_ESTRATTO FORNITO_.
Le dimissioni di Papa Ratzinger, la Chiesa a un bivio

Joseph Ratzinger si è dimesso. E’ stato papa per meno di 8 anni. Aveva l’assai arduo compito di rimpiazzare un predecessore, Karol Wojtyla (Giovanni Paolo II), che da una decina d’anni a questa parte e’ divenuto oggetto di un sensazionale culto della personalità in Italia, Polonia, Filippine, Sud America e alcuni paesi africani. La fama del papa polacco è stata favorita da una serie di mutamenti epocali – in primis la caduta dell’Unione Sovietica e dei regimi autoritari dell’Europa Orientale – fatti passare dalla propaganda mediatica italo-vaticana come sue vittorie. Di fatto la gloria di Wojtyla è stata costruita, nel corso del suo lungo pontificato, soprattutto grazie ad una sovraesposizione mediatica senza precedenti. Anno dopo anno, telegiornale dopo telegiornale, l’influsso mediatico di Papa Giovanni Paolo II è stato di gran lunga più importante dei contenuti. Per Ratzinger, la storia ha avuto in serbo un destino ben differente.

Incapace sia di bucare lo schermo come il suo predecessore sia di sfruttare le nuovissime tecnologie comunicative, il tedesco ha sostanzialmente fallito nel proibitivo compito di non far rimpiangere Wojtyla ai suoi tanti ammiratori. Ha fallito per un oggettivo difetto di qualità, a partire dalla naturale timidezza alla personalità assai meno carismatica rispetto al polacco. Ma ha fallito anche a causa di una serie di scandali — dai casi di pedofilia a «Vatileaks», dalle indagini sulla scarsa trasparenza del sistema bancario vaticano alle polemica sulle tasse. 

Ratzinger ci ha messo anche del suo, inanellando un discreto numero di gaffe personali. Su tutte, basti citare l’Incidente di Ratisbona, nel 2006, quando inserì in un suo discorso una citazione offensiva per la sensibilità dei credenti musulmani:

«Mostrami pure ciò che Maometto ha portato di nuovo, e vi troverai soltanto delle cose cattive e disumane, come la sua direttiva di diffondere per mezzo della spada la fede che egli predicava».

Semplice fraintendimento o vera provocazione, sta di fatto che a poche ore dal discorso di Ratisbona fu uccisa una suora italiana in Somalia per mano di un gruppo di estremisti islamici.

Voci di etichettatura della posizione degli oggetti:
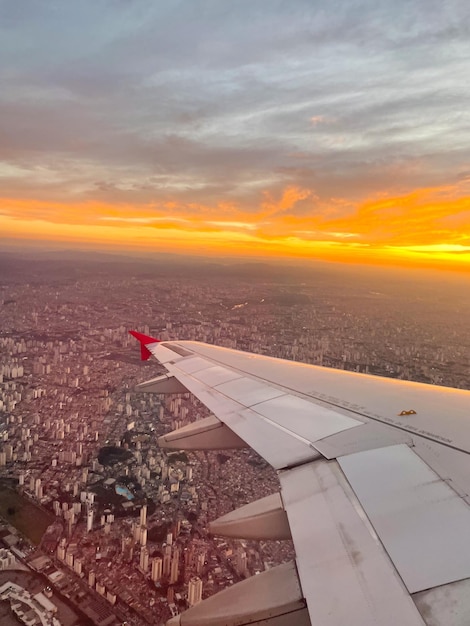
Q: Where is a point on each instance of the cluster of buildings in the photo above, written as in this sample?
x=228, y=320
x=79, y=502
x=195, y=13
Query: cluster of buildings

_DA SVOLGERE_.
Rispondi alle domande seguenti usando l'estratto sulle dimissioni di Ratzinger.
(a) Per quanto tempo Ratzinger è stato papa?
(b) In quale anno avvenne l'Incidente di Ratisbona?
(c) In quale paese fu uccisa una suora italiana a poche ore dal discorso di Ratisbona?

_RISULTATO_.
(a) Per meno di 8 anni.
(b) Nel 2006.
(c) In Somalia.